SUPPLIED PASSAGE:
Simple Delights

Tuesday, 25 June 2013


Well this is the season always make me think of hot spicy curry. Is winter now in down side of the earth. It still occurred to me having winter in the mid year make us all here so special . While other side of the earth is having beautiful spring, summer cozy warm environment, ours is cold , dry and slow is just so different .
The curry thought bring up this idea of making some special Malaysia snack and it has been awhile I have an authentic curry puff in Australia. Instead of waiting to find a right stall why not make some for myself and friends =) Yup we have another steamboat night to celebrate Rice Dumpling festival and everyone take home a curry puff as snack/breakfast for the next day .
So here is the recipe I used for making this delicious Chicken Curry Puffs -> Nasilemaklover
Curry chicken fillings
750g  chicken mince
3oog  potatoes ( 3 large potatoes) - cut into small cubes
4Tbsp of Baba curry powder
8 pc of curry leaves
3Tbsp of Baba chili powder ( it can reduce if you prefer less spicy)
2 small onion- cut in small wedges size
3 tbsp cooking oil
Seasoning :
1tbsp soya sauce
1/2 tbsp salt
Method :
1. In a wok put in oil , when the oil turn hot put in the onion and curry leave sauté it till fragrant
2. Put the potatoes in a microwave container sprinkle some salt , pour enough water to cover it and boil in microwave for about 15min. This step help to prevent potatoes undercook during the stir fried process.
3.Once the onion and curry leave has been sauted till fragrant add in the chicken mince and stir fried till well. Put in the chili powder , constantly mixed well with the chicken
4. Pour in the cooked potatoes to the curry chicken mixture continue to combine the potatoes with into the curry chicken .
5. Put in the chili powder, soya sauce and salt. Taste to seasoning to your liking.
6. Once the chicken mince is cooked , off the fire and leave it aside to cool.
If the curry is too dry you can add some water in the wok when putting the potatoes .
Make 3 hard boil eggs , slice each egg into 8 pieces
( I make about 24 pc by double the ingredients)
Ingredients :
Water Dough
400gall purpose flour ( I used plain flour)
180 -200gwater
6tbsp Cooking Oil
1tsp salt
50g caster sugar ( I used brown sugar)

DATASET EXTRACT:
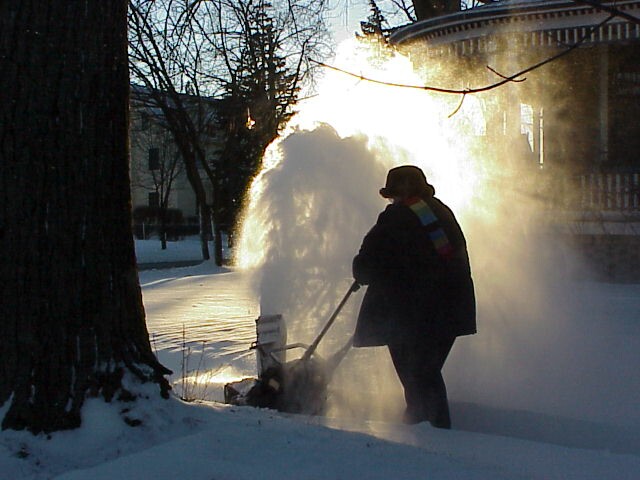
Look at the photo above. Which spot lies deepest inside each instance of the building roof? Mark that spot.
(541, 22)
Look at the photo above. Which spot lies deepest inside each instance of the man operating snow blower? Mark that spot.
(420, 294)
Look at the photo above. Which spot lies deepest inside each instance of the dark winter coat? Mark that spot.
(412, 291)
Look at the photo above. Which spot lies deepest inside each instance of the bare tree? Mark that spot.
(72, 316)
(251, 56)
(160, 172)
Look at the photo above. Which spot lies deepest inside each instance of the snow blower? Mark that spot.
(299, 386)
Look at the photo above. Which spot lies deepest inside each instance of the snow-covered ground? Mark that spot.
(207, 315)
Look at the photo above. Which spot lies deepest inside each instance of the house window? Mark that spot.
(154, 159)
(154, 199)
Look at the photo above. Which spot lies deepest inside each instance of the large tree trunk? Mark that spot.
(72, 320)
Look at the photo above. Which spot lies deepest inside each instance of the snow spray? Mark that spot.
(317, 196)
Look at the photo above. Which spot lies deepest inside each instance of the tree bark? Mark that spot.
(70, 302)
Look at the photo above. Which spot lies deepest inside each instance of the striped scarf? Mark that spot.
(428, 219)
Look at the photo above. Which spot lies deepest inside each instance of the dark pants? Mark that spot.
(419, 366)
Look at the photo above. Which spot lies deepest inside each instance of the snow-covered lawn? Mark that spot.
(209, 313)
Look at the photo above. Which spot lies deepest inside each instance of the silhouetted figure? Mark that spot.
(420, 295)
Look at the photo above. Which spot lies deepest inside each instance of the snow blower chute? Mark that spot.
(298, 386)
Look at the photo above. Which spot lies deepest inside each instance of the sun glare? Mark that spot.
(403, 125)
(398, 125)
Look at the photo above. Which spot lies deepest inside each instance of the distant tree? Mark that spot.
(73, 322)
(163, 58)
(162, 168)
(249, 55)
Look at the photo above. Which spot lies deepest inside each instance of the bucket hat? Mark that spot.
(406, 180)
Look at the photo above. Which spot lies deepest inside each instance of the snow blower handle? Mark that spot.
(355, 286)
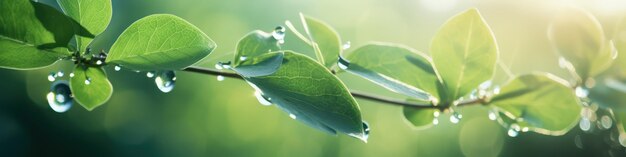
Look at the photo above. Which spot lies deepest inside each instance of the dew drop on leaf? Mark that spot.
(88, 81)
(343, 63)
(262, 99)
(513, 130)
(584, 124)
(606, 122)
(279, 34)
(165, 81)
(492, 115)
(59, 98)
(60, 73)
(455, 117)
(52, 76)
(149, 74)
(581, 92)
(346, 45)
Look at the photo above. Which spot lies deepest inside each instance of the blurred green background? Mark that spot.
(206, 117)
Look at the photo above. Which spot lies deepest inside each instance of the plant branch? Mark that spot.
(357, 94)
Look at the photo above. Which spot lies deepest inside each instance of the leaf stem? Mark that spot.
(357, 94)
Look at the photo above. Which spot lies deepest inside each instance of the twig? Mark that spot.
(354, 93)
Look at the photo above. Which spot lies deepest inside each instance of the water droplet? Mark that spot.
(564, 64)
(496, 90)
(52, 76)
(60, 73)
(279, 34)
(343, 63)
(165, 81)
(622, 139)
(581, 92)
(88, 81)
(150, 74)
(578, 141)
(455, 117)
(346, 45)
(606, 122)
(485, 85)
(584, 124)
(59, 98)
(262, 99)
(513, 130)
(492, 115)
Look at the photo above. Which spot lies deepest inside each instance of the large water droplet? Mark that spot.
(606, 122)
(88, 81)
(279, 34)
(243, 58)
(343, 63)
(149, 74)
(262, 99)
(59, 98)
(60, 73)
(581, 92)
(165, 81)
(513, 130)
(455, 117)
(492, 115)
(346, 45)
(52, 76)
(584, 124)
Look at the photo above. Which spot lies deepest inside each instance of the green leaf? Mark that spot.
(254, 44)
(324, 39)
(160, 42)
(578, 37)
(395, 67)
(541, 102)
(464, 53)
(32, 34)
(308, 90)
(94, 15)
(419, 118)
(90, 86)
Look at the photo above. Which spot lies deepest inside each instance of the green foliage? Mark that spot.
(541, 102)
(254, 44)
(32, 34)
(160, 42)
(323, 39)
(90, 86)
(306, 89)
(395, 67)
(579, 37)
(464, 53)
(94, 15)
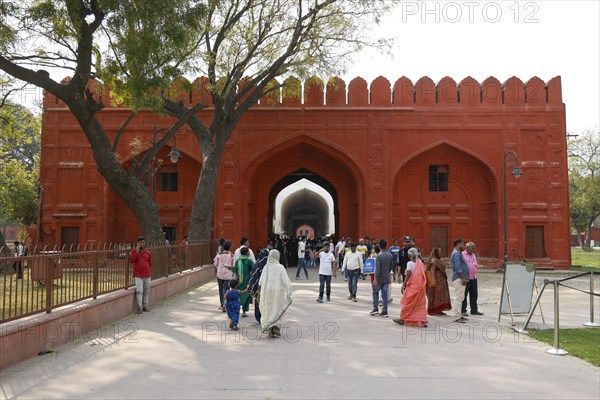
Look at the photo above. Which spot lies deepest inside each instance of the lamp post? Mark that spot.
(516, 172)
(174, 155)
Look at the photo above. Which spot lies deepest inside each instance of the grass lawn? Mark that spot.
(585, 260)
(583, 343)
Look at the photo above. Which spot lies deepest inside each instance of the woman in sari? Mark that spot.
(414, 300)
(438, 296)
(253, 284)
(243, 270)
(275, 294)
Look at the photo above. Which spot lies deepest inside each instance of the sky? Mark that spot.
(488, 38)
(496, 38)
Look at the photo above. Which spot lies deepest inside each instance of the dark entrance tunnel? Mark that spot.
(305, 207)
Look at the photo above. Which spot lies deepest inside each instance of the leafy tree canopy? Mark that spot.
(19, 163)
(584, 180)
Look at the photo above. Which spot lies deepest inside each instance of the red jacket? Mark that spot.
(141, 263)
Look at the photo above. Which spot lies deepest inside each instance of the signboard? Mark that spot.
(517, 288)
(369, 266)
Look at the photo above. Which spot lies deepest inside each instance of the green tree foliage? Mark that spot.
(20, 134)
(250, 47)
(584, 182)
(138, 47)
(78, 39)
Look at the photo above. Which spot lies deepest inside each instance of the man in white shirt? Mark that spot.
(338, 251)
(244, 242)
(301, 262)
(326, 269)
(353, 264)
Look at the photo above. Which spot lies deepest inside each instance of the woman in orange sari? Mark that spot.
(414, 300)
(438, 296)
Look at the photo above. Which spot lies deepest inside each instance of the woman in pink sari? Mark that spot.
(414, 300)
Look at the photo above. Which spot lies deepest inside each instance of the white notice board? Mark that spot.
(518, 284)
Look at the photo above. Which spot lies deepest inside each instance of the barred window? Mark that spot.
(167, 178)
(438, 178)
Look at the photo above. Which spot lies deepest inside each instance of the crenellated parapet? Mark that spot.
(314, 92)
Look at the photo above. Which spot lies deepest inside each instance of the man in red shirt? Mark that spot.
(141, 258)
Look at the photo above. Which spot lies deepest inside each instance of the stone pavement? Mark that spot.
(183, 349)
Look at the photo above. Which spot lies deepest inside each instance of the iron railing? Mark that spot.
(53, 277)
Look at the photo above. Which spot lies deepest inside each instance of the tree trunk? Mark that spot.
(580, 240)
(131, 189)
(201, 219)
(588, 234)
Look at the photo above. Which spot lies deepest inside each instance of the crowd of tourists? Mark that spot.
(244, 279)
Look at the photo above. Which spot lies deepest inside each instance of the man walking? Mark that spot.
(301, 260)
(471, 288)
(326, 269)
(141, 258)
(403, 258)
(244, 242)
(381, 279)
(352, 264)
(460, 274)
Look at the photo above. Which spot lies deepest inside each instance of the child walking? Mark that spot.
(232, 303)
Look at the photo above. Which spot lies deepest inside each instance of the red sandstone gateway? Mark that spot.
(420, 159)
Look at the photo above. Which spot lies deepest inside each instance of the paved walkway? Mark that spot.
(335, 350)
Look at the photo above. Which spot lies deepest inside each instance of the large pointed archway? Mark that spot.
(293, 158)
(443, 193)
(304, 206)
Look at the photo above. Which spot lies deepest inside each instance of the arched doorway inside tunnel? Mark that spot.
(304, 209)
(303, 200)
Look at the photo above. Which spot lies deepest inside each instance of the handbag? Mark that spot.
(430, 278)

STATED EXERCISE:
Can you repeat the curry puff recipe starting at "6. Once the" and ending at "used plain flour)", substituting "frying pan" for "wok"?

TASK RESULT:
6. Once the chicken mince is cooked , off the fire and leave it aside to cool.
If the curry is too dry you can add some water in the frying pan when putting the potatoes .
Make 3 hard boil eggs , slice each egg into 8 pieces
( I make about 24 pc by double the ingredients)
Ingredients :
Water Dough
400gall purpose flour ( I used plain flour)